§ **PAGE TEXT**
——————————

I always get nervous when my team is ahead and the coach decides to sit on the lead.

You know the feeling. For three quarters our passing game has been unstoppable, the running game pathetic, but with a big lead, the coach decides to the run the ball - every play. All he needs to do is eat up time. Suddenly the opponent scores, our fullback fumbles, our quarterback goes down with an injury, another score and suddenly our guys look confused and momentum shifts, but the coach keeps running the ball.

That's how I feel as we approach the two-minute warning for the Nov. 7 election. The Democrats are ahead, but they are afraid to say so or act like it. Republican policy is crumbling all around them. They face the most incompetent group of Republicans in my lifetime - from Katrina to Baghdad, from Afghanistan to the national debt - but they have opted to sit on their lead. Run the ball! No bold initiatives; no calls for troops home now; no filibuster to stop the absurd McCain torture bill.

——————————

§ **DATA EXTRACT**

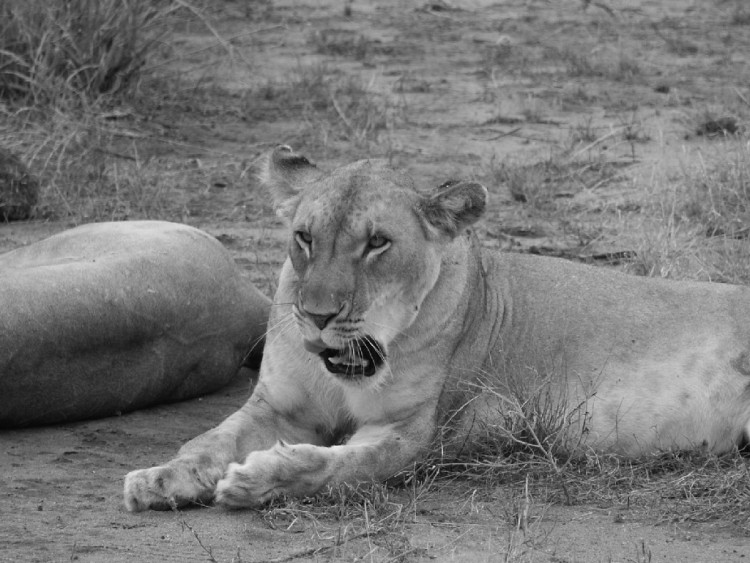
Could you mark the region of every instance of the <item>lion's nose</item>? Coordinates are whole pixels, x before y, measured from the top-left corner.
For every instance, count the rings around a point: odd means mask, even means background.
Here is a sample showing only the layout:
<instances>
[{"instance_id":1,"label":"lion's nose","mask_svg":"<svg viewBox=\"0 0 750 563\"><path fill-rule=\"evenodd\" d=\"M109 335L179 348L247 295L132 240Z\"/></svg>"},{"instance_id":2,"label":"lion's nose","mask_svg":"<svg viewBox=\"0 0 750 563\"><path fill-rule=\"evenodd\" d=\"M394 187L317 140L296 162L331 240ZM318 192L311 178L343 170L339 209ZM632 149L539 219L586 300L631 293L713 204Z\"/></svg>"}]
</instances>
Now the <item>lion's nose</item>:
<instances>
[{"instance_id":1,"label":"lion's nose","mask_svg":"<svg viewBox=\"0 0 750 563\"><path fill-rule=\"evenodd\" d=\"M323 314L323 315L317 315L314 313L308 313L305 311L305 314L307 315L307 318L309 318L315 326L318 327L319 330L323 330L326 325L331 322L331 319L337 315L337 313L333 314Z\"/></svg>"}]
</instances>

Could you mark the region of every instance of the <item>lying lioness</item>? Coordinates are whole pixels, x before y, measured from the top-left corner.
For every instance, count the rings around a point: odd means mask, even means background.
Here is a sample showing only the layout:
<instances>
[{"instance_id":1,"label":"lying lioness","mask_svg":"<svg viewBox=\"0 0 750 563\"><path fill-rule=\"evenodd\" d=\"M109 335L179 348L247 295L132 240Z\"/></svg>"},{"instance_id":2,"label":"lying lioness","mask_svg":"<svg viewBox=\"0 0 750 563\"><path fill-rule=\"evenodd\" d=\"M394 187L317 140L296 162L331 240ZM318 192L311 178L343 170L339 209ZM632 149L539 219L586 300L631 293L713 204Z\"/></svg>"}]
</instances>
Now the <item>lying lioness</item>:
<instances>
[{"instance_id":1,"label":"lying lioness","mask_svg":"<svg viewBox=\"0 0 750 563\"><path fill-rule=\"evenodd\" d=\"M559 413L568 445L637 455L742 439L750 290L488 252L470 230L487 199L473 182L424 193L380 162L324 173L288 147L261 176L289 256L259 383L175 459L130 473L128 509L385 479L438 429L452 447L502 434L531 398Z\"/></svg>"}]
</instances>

——————————

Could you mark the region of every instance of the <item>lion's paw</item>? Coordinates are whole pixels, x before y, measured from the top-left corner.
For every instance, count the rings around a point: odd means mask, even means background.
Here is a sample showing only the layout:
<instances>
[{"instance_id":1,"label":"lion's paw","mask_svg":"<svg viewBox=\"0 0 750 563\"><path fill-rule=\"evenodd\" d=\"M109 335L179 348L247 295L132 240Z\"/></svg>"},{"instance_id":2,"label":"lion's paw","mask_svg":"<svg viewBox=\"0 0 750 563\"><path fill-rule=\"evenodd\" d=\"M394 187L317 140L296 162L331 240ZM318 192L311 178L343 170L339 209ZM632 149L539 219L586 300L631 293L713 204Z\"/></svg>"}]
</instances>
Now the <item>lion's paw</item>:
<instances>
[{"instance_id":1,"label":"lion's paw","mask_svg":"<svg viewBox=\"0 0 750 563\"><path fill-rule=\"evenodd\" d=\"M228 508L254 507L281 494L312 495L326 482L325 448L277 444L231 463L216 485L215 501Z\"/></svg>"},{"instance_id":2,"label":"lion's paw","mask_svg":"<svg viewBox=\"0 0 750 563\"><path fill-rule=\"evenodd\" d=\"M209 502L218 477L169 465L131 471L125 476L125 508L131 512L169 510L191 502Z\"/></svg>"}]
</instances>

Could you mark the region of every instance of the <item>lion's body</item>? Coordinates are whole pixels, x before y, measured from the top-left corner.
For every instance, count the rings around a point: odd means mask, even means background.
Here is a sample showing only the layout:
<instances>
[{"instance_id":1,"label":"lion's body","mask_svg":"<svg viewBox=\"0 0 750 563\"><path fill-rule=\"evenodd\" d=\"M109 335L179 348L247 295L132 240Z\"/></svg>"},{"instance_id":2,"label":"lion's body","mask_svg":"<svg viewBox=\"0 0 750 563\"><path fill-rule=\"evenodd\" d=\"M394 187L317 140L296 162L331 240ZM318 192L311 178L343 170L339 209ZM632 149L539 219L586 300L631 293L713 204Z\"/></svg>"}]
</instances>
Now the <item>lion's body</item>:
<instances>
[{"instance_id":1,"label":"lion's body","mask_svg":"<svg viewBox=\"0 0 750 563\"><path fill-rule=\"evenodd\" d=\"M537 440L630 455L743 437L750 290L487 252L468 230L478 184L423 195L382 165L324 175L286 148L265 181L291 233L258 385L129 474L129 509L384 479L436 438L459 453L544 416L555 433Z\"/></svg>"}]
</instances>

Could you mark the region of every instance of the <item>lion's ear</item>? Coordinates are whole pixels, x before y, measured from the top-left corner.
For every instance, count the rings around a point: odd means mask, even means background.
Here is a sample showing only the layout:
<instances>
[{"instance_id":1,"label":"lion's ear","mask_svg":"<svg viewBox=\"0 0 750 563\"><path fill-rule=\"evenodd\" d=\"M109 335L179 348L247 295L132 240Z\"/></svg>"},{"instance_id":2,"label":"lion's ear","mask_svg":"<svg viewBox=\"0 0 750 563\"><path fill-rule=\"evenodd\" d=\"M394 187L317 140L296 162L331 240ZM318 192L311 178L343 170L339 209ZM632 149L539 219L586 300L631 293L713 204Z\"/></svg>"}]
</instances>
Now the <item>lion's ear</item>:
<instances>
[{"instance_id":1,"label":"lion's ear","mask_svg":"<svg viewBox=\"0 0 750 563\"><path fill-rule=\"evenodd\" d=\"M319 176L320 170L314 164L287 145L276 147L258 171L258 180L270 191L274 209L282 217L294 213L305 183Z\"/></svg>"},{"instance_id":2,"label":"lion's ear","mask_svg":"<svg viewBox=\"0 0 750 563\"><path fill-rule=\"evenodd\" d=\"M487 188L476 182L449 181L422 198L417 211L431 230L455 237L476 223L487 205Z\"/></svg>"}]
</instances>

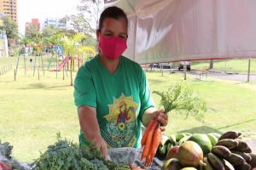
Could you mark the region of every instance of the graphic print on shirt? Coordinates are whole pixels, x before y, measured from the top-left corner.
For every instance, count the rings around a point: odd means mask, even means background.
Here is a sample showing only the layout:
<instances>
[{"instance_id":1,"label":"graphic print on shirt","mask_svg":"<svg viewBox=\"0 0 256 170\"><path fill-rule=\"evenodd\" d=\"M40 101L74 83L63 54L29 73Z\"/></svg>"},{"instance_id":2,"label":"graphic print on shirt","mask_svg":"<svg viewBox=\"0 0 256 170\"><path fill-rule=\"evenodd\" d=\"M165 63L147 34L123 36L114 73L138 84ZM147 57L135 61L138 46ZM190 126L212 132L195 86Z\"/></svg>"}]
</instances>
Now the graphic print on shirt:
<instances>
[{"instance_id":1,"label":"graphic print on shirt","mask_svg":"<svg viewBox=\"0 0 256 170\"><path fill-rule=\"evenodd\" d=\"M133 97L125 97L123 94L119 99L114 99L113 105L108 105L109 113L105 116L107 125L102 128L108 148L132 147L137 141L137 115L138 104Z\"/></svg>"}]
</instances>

——————————

§ **GIVEN REQUEST 1**
Answer these about the passage on sitting on a lead above:
(a) For how many quarters has the passing game been unstoppable?
(b) What is the date of the election mentioned?
(c) Which bill does the writer want a filibuster to stop?
§ **GIVEN REQUEST 2**
Transcribe everything from "I always get" down to "running the ball." in the passage on sitting on a lead.

§ **WRITTEN REPLY 1**
(a) Three
(b) Nov. 7
(c) The McCain torture bill

§ **WRITTEN REPLY 2**
I always get nervous when my team is ahead and the coach decides to sit on the lead.

You know the feeling. For three quarters our passing game has been unstoppable, the running game pathetic, but with a big lead, the coach decides to the run the ball - every play. All he needs to do is eat up time. Suddenly the opponent scores, our fullback fumbles, our quarterback goes down with an injury, another score and suddenly our guys look confused and momentum shifts, but the coach keeps running the ball.